- _Selected passage_

Adaptive mutations (R685G at the S1/S2 furin site and a 24-aa cytoplasmic tail truncation) likely facilitated efficient replication in Vero E6 cells, improved assembly/incorporation of spike, and may contribute to attenuation by diminishing furin cleavage–dependent pathogenesis. The rVSV platform’s capacity for high titers, along with attenuation from G deletion and interferon sensitivity, supports a favorable safety and manufacturability profile. The observed Th1-biased isotype response addresses concerns of Th2-skewed vaccine-associated enhanced respiratory disease. Overall, the findings address the central goal of producing a safe, scalable, single-dose vaccine capable of protecting against SARS-CoV-2 disease in a relevant small animal model.
Conclusion
This work reports the generation and preclinical validation of rVSV-ΔG-spike, a replication-competent VSV-based SARS-CoV-2 vaccine. The vaccine exhibits authentic spike antigenicity, induces potent neutralizing antibodies after a single dose, confers protection against high-dose challenge in hamsters with rapid viral clearance and reduced lung pathology, and elicits a Th1-skewed response in mice. These attributes, together with high production titers, support advancement toward clinical evaluation. Future research should assess durability of protection, dose optimization and routes of administration, safety and efficacy in additional animal models and humans, and breadth of protection against variant spikes.
Limitations
The study is preclinical, with efficacy demonstrated in golden Syrian hamsters and isotype profiling performed in mice due to reagent constraints; translation to humans remains to be shown. Follow-up duration was limited to 7–12 days post-challenge for pathology and weight, so durability of immunity and long-term safety were not assessed. The virus was adapted through passaging on Vero E6, acquiring spike mutations (R685G at S1/S2 and a 24-aa cytoplasmic tail truncation) that may affect antigen processing or pathogenesis relative to wild-type spike; while potentially beneficial for attenuation and production, their impact on breadth of immunity was not evaluated. Mucosal immunity and transmission-blocking efficacy were not directly measured.

- _Entries shown_
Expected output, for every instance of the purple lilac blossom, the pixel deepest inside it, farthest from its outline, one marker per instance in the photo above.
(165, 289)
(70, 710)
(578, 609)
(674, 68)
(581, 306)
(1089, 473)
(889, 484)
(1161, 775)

...

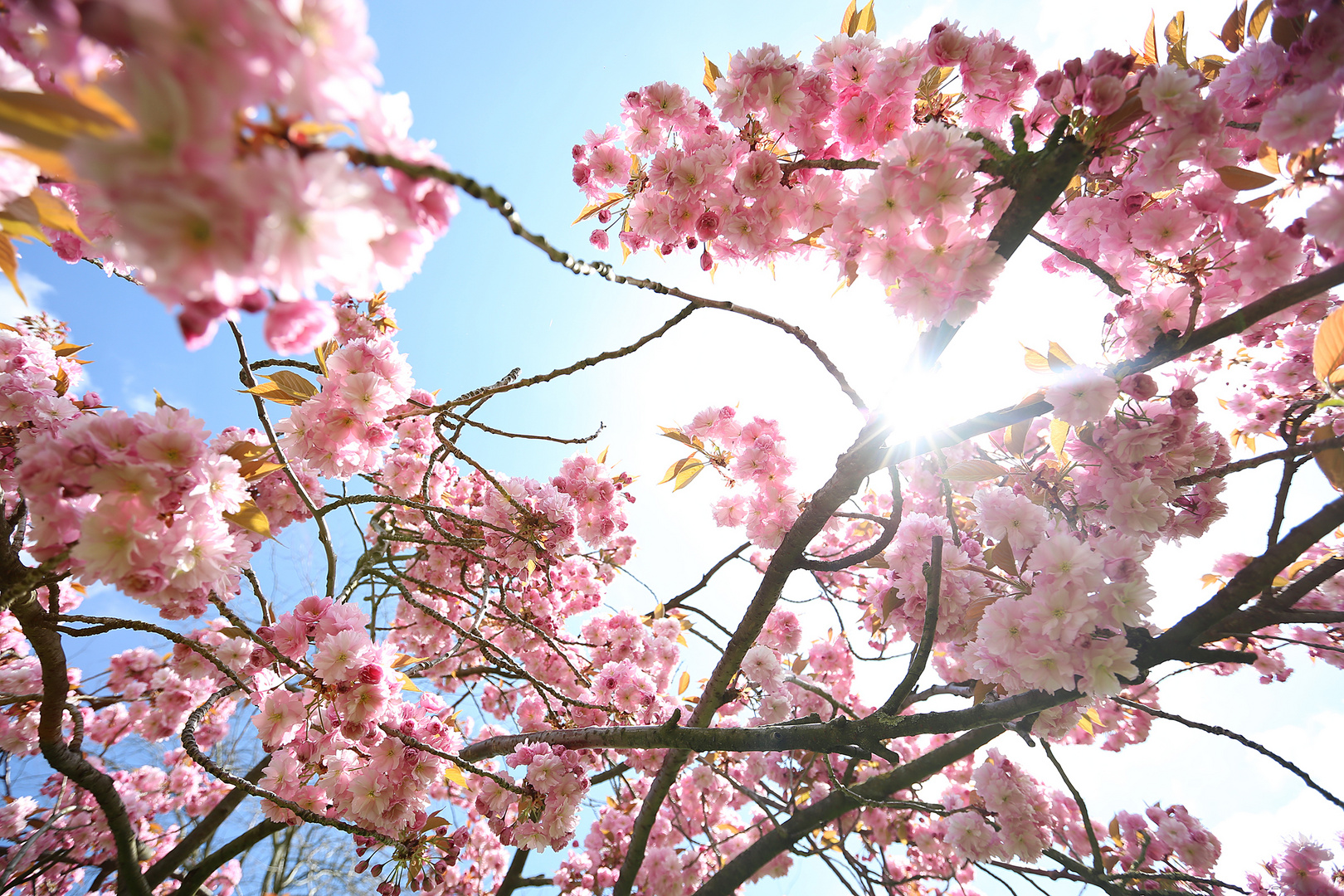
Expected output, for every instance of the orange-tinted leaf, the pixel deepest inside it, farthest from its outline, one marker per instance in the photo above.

==

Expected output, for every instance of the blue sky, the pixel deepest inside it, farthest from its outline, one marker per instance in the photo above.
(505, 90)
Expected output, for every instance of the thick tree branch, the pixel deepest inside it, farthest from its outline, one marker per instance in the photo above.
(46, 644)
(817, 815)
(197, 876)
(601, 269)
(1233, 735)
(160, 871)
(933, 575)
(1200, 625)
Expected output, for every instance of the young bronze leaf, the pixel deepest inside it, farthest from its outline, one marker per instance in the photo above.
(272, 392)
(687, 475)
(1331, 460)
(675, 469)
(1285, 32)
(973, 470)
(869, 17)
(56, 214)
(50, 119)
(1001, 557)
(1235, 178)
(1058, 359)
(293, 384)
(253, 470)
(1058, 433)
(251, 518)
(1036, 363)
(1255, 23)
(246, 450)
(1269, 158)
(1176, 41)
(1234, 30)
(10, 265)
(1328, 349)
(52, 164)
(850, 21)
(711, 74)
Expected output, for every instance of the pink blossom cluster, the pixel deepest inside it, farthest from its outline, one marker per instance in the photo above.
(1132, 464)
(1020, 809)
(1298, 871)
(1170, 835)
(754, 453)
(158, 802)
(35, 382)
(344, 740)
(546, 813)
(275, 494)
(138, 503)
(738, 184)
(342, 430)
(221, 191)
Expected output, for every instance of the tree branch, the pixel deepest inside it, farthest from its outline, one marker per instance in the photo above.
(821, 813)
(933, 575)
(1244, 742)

- _Your objective_
Answer these questions about the passage on the rVSV-ΔG-spike vaccine above:
1. Which mutation did the virus acquire at the S1/S2 furin site?
2. In which animals did the vaccine confer protection against high-dose challenge?
3. For how long after challenge were pathology and weight followed?

- _Written answer_
1. R685G
2. Hamsters (golden Syrian hamsters)
3. 7–12 days post-challenge